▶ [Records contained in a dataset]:
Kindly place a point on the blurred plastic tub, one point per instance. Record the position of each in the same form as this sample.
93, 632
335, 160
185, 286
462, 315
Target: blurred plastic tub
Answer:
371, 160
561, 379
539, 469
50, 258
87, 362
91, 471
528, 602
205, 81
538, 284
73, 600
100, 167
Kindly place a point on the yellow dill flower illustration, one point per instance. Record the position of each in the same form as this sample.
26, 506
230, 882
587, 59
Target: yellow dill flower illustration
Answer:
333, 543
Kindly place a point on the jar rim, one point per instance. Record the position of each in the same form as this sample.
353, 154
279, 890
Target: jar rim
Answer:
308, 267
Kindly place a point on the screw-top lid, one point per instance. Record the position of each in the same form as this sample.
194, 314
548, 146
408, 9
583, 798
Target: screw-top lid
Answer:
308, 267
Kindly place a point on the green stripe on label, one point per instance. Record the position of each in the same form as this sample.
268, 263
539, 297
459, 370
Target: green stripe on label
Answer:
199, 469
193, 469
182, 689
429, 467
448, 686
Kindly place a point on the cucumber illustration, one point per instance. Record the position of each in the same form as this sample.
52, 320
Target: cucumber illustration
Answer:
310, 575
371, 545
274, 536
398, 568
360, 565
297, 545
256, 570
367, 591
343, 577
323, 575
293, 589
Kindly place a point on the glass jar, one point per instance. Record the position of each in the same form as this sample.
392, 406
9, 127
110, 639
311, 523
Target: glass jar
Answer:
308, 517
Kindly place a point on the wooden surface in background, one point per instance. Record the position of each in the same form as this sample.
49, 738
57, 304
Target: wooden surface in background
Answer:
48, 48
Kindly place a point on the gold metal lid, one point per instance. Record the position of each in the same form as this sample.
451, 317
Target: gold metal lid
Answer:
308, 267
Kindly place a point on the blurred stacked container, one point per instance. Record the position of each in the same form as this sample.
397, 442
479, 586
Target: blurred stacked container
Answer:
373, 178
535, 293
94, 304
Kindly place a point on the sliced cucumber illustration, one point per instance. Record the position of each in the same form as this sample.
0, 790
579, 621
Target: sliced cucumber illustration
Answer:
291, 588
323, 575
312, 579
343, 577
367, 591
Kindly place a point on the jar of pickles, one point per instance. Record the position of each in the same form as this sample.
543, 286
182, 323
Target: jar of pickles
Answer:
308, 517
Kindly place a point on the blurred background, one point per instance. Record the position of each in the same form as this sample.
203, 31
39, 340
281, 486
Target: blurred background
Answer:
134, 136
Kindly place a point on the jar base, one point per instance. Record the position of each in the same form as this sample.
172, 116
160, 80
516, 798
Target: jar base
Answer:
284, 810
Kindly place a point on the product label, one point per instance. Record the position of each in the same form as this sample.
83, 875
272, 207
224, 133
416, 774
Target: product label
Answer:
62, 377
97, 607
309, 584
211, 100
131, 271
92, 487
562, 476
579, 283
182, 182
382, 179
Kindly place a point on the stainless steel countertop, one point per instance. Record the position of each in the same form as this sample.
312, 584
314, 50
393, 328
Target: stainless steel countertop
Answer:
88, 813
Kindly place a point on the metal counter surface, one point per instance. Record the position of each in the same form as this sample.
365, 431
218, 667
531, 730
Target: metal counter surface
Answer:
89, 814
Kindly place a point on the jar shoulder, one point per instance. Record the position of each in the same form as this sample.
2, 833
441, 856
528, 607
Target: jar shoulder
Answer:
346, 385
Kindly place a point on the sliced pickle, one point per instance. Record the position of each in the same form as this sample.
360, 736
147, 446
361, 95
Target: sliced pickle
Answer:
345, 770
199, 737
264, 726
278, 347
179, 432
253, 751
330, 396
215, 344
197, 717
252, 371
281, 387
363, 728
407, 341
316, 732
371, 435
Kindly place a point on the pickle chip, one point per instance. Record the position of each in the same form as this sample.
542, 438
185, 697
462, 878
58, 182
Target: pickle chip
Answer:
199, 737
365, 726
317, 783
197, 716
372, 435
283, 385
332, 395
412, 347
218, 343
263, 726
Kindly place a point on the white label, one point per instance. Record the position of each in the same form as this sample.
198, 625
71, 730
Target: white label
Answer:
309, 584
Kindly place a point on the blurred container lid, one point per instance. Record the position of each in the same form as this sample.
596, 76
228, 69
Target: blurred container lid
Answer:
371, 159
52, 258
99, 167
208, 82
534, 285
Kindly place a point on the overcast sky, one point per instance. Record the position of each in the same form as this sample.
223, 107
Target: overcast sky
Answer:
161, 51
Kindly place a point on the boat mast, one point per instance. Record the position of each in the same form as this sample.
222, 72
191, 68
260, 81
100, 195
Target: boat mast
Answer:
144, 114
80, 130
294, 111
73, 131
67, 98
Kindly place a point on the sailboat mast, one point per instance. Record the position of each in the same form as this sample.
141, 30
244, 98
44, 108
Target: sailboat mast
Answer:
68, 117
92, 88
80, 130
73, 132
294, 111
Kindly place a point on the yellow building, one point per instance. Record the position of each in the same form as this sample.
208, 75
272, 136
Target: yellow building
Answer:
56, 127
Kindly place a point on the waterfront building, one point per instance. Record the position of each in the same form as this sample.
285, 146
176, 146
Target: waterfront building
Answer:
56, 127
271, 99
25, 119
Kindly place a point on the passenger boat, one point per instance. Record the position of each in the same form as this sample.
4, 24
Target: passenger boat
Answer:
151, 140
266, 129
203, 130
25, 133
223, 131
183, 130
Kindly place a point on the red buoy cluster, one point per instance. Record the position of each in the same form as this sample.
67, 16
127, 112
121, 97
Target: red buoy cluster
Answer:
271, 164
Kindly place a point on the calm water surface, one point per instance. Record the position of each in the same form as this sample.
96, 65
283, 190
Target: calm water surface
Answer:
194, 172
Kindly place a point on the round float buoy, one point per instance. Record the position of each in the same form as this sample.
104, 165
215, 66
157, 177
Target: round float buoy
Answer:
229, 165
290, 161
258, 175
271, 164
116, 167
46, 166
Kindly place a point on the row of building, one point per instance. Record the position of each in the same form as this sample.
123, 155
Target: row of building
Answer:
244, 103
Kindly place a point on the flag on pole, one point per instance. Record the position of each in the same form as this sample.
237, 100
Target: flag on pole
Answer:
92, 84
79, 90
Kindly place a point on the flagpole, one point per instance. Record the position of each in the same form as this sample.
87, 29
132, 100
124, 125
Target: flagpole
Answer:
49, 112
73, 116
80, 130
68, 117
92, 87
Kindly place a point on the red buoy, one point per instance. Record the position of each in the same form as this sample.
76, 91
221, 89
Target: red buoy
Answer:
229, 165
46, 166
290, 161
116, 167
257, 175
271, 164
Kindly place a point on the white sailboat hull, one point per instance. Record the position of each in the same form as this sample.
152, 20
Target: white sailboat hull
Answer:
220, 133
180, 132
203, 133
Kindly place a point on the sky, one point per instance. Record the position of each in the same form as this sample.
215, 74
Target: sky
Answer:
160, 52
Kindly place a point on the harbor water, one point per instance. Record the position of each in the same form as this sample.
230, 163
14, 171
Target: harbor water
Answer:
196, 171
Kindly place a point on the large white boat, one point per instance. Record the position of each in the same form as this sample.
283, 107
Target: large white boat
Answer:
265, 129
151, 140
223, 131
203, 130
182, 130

▶ [Given problem]: Each of the records should be retyped exactly.

▶ [Full answer]:
Kindly place a point on the blurred plastic tub, one point per instance. Record the position of each in the same form as this sample.
93, 632
335, 160
185, 286
462, 315
Target: blurred plastic tub
Answer:
371, 160
561, 379
539, 469
50, 258
87, 362
91, 471
528, 602
205, 81
538, 284
73, 600
100, 167
Kindly place a point on the yellow dill flower illustration, one point per instance. Record the position of each in the same form as this sample.
26, 506
230, 882
587, 59
Target: yellow dill flower illustration
Answer:
333, 543
Kindly place a point on the jar rim, one point per instance. Record the position of each in the same form as this sample.
353, 154
279, 890
Target: jar rim
Answer:
308, 267
Kindly place a point on the screw-top lid, one point per instance. Record the position of each in the same form as this sample.
194, 314
548, 146
408, 9
583, 798
Target: screw-top lid
Answer:
308, 267
Kindly place a point on the green stripe on label, one point per instance. Record the position of each in the same form as this sample.
268, 263
539, 297
459, 370
Target: green stripe on label
Answer:
199, 469
193, 469
182, 689
429, 467
448, 686
Kindly place a point on the cucumber illustration, one point per instance. Record the position of each in the same form as this sample.
52, 320
Target: cucumber illustration
Answer:
310, 575
371, 545
274, 536
398, 568
360, 565
297, 545
256, 570
367, 591
343, 577
323, 575
293, 589
Kindly place a point on the glass jar, one point per instance. Record the position of each in the same form as this sample.
392, 406
9, 127
110, 639
311, 523
Target: glass jar
Answer:
308, 517
Kindly place a point on the wooden surface in background, one point per instance. Record the position of each in the same form as this sample.
49, 738
57, 304
Target: wooden surface in background
Answer:
48, 48
Kindly place a point on the gold metal lid, one point per instance. Record the position of each in the same form as this sample.
451, 317
Target: gold metal lid
Answer:
308, 267
Kindly place a point on the blurred stacked container, one point per instance. Record the position of each in the same form as this sample.
397, 442
479, 586
Target: blurred stacked container
Answer:
373, 178
535, 293
94, 304
Kindly place a point on the sliced cucumber illustration, one point per instance. Record the position of each in the same form as this sample.
0, 790
579, 621
Target: sliced cucumber illustration
Answer:
291, 588
323, 575
312, 579
343, 577
367, 591
Kindly place a point on the jar of pickles, one point per instance. Record the position of each in the same form as this sample.
543, 286
182, 323
Target: jar of pickles
Answer:
308, 517
Kindly place a point on the blurred background, one point per instance. Record the position of each in the same form as this sample.
203, 31
39, 340
281, 486
Target: blurred background
Answer:
134, 136
Kindly place a point on the jar base, one point per instance. Record the position of each in the same form as this sample.
172, 116
160, 80
516, 798
Target: jar base
Answer:
284, 810
Kindly place a point on the product label, one point per instance. Record the position of each in the same form as this sample.
83, 875
272, 207
224, 133
416, 774
Target: product label
Answer:
62, 377
97, 607
309, 584
211, 100
131, 271
92, 487
562, 476
579, 283
182, 182
382, 179
Kindly place a point on the stainless steel countertop, one point per instance. Record the position of each in the same form as this sample.
312, 584
314, 50
393, 328
Target: stainless steel countertop
Answer:
88, 813
Kindly place a point on the metal counter surface, one point per instance. Record the position of each in the same form as this sample.
365, 431
218, 667
531, 730
Target: metal counter surface
Answer:
89, 814
Kindly place a point on the jar shoulder, one point per instance. Record the position of each in the same form as this sample.
2, 833
441, 856
528, 607
Target: jar shoulder
Answer:
346, 385
Kindly place a point on the sliced pickle, one point per instance. Record the position of each in the same form as this sample.
360, 736
147, 446
361, 95
Target: sliced pickle
Answer:
345, 770
199, 737
264, 726
278, 347
179, 432
253, 751
330, 396
215, 344
197, 717
252, 371
281, 387
363, 728
407, 341
316, 732
371, 435
Kindly place a point on the pickle chip, one point per instance. Record the position of each in the same form as this sample.
542, 438
185, 697
462, 878
58, 182
Target: pickle chip
Answer:
199, 737
365, 726
317, 783
197, 716
372, 435
283, 385
332, 395
412, 347
218, 343
263, 726
Kindly place a point on the white label, one point per instance. Record the position of each in the same form as this sample.
198, 625
71, 730
Target: white label
Answer:
309, 584
Kindly place a point on the blurred container lid, one point per instance. Record the position of each in the same form as this sample.
596, 76
228, 69
Target: blurred container lid
Answer:
371, 159
52, 258
99, 167
208, 82
534, 285
Kindly place a point on the overcast sky, one point per instance. Record the position of each in the same form as this sample.
223, 107
Target: overcast sky
Answer:
161, 51
Kindly place a point on the boat mast, one point per instance. Record the position of each in the same form as this sample.
222, 72
191, 68
260, 81
100, 195
Target: boat mast
Answer:
144, 114
80, 130
294, 111
73, 131
67, 98
Kindly place a point on the sailboat mast, one point per instance. Record the position of each in the same form as this sample.
141, 30
244, 98
44, 108
Target: sailboat mast
Answer:
68, 117
92, 88
80, 130
73, 132
294, 111
Kindly place a point on the yellow building, one point per instance. Record the position of each in the same form as this sample.
208, 75
272, 136
Target: yellow building
Answer:
56, 127
Kindly place a point on the waterfront building, one point per instance. Record the position of each in the same form as this sample.
285, 146
176, 146
Target: waterfront building
Answer:
56, 127
271, 99
25, 119
Kindly place a point on the passenger boat, one point per instance. Record the position of each in the same form as this sample.
4, 24
Target: passenger boat
Answer:
151, 140
266, 129
203, 130
25, 133
223, 131
183, 130
Kindly place a point on the red buoy cluster, one point per instance. Record the position of each in the same form as this sample.
67, 16
127, 112
121, 97
Target: red buoy cluster
Answer:
271, 164
Kindly place a point on the calm water surface, one point per instance. Record the position of each in the same form as this sample.
96, 65
283, 190
Target: calm water surface
Answer:
194, 172
Kindly place a point on the round float buoy, one point per instance. Record the position of each in the same form as this sample.
104, 165
215, 66
157, 177
Target: round float buoy
Answer:
229, 165
290, 161
258, 175
271, 164
116, 167
46, 166
Kindly place a point on the row of building, one point per instance. Record the position of each in the same form as this sample.
123, 155
Target: row of building
Answer:
244, 103
Kindly place a point on the flag on pole, one point per instance. Record the position of each in the same form as this sample.
237, 100
Target: flag on pole
Answer:
92, 84
79, 90
Kindly place a point on the flagpole, one point per instance. Record the position of each in the same form as this sample.
87, 29
132, 100
124, 125
Target: flagpole
Answer:
49, 112
73, 116
80, 130
68, 117
92, 87
Kindly place a point on the red buoy, one point per instance. Record the position of each in the same form as this sample.
76, 91
221, 89
Target: red buoy
Answer:
229, 165
46, 166
290, 161
116, 167
257, 175
271, 164
Kindly place a point on the white sailboat hull, one point per instance. Record the position of each in the same form as this sample.
152, 20
Target: white sailboat hull
Answer:
220, 133
180, 132
203, 133
Kindly place a point on the sky, one point per instance. Record the position of each in the same form as this sample.
215, 74
Target: sky
Answer:
160, 52
Kindly place a point on the harbor water, one point per instance. Record the position of each in the same form as this sample.
230, 163
14, 171
Target: harbor water
Answer:
196, 171
Kindly place a point on the large white boat, one point per instance. Record the position of each in the same form as this sample.
283, 107
Target: large white boat
Answer:
265, 129
151, 140
223, 131
203, 130
182, 130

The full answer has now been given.